Last Tuesday I decided on the German Chocolate Pie. A tantalizing picture of this had been posted by several of my friends, and who doesn't like Germans and chocolate and pie?

Except.

Except that the crust was terrible, and the chocolate layer was hard and the coconut layer was sticky and I was hugely relieved when the speaker cancelled and the meeting was postponed a week and I could dump both pies into the trash.

So for tonight's meeting I chose a different recipe, this one a Toffee Pecan Bundt Cake that its inventor (a food blogger) described as foolproof and delicious. Surely even I couldn't mess up this droolworthy confection.

Judge for yourself:

 Are you drooling?

Sigh.

Monday, November 17, 2014

Standing on Another Step


I had a birthday Saturday, and it was a big one.

I know, I know, once you stop counting age in months (and that should occur at approximately 18 months of age) every birthday is a big one, but this was a really big one in that my new age ends in a zero. That makes everyone do a nudge-nudge/wink-wink when they talk about the day, as if life is is measured on a series of seven or eight or nine huge steps, rather than seventy or eighty or ninety smaller steps that really look more like a slope.

This was the year that I hoisted myself up onto the 60 step, and full disclosure, I was taken a little aback by that ginormous leap.

Doesn't 60 sound old? It does. And while I'm in full agreement that 60 is the new 39, it still is...60. That's the age my middle school math teacher was when we called her "Old Miss Matheis" and thought we were being charitable by not calling her "Dead Miss Matheis." That's the age at which female movie stars have officially had so much work done that their faces don't resemble their names any more.

It is 60, and it is old.

In fact I went to bed Friday night sporting a little bit of an attitude. Husband and I had planned to meet Much Older Sister and her husband for lunch on Saturday but the snow that was forecast at the meeting place exactly halfway between where we each live scuttled that idea. None of the Boys would be home, and while that wasn't unexpected, I knew that Husband was fretting that he wasn't doing enough to CELEBRATE. (For my 40th birthday he arranged the biggest surprise party ever pulled off, and for my 50th he took me to Costa Rica for the weekend. Oh, yeah, the bar was high for decade celebrations.)
* * * * *
● Required task 1
Repeat everything in the records from the start down to the line that contains "x=348, y=153", including both ends. Leave the pictures out of your answer.
The records that come next have nothing to do with the blog post.
* * * * *
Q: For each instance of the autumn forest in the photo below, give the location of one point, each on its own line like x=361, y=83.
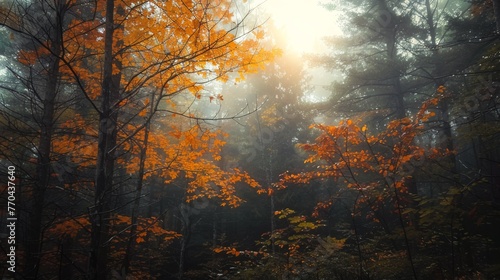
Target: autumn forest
x=199, y=139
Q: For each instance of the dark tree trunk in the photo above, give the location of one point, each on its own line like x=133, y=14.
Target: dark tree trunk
x=108, y=117
x=43, y=168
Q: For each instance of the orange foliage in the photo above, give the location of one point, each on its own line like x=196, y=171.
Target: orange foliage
x=348, y=153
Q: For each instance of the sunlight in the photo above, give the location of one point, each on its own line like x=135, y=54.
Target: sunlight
x=304, y=23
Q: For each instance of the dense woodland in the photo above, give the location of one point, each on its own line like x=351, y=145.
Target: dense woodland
x=180, y=140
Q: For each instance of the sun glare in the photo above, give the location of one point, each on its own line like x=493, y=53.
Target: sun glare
x=304, y=23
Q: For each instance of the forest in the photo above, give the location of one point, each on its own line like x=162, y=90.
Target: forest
x=194, y=139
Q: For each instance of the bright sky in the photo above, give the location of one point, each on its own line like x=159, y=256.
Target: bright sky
x=304, y=23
* * * * *
● Required task 2
Using the blog post, tell whether each statement agrees with it, answering yes or no and quoting the deciding words: (a) The writer threw both German Chocolate Pies into the trash. (b) For the writer's 50th birthday, Husband threw a surprise party. (c) Forecast snow ruined the plan to meet Much Older Sister and her husband for lunch.

● Exercise answer 1
Q: For each instance of the autumn forest in the photo below, give the location of one point, each on its own line like x=361, y=83.
Target: autumn forest
x=199, y=139
Q: For each instance of the dark tree trunk in the photo above, give the location of one point, each on its own line like x=133, y=14.
Target: dark tree trunk
x=108, y=117
x=43, y=168
Q: For each instance of the orange foliage in the photo above, give the location of one point, each on its own line like x=196, y=171.
Target: orange foliage
x=348, y=153

● Exercise answer 2
(a) Yes: "I could dump both pies into the trash."
(b) No: "for my 50th he took me to Costa Rica for the weekend."
(c) Yes: "the snow that was forecast at the meeting place exactly halfway between where we each live scuttled that idea."